→ What is being asked
An exact reproduction of all the entries is what the answer must contain.

** Opening Stored data block **

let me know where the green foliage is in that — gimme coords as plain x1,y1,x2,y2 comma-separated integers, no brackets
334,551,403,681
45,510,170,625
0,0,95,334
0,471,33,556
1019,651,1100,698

** Closing Stored data block **

→ Result for this task
let me know where the green foliage is in that — gimme coords as plain x1,y1,x2,y2 comma-separated integers, no brackets
334,551,403,681
45,510,170,625
0,0,95,334
0,471,33,556
1019,651,1100,698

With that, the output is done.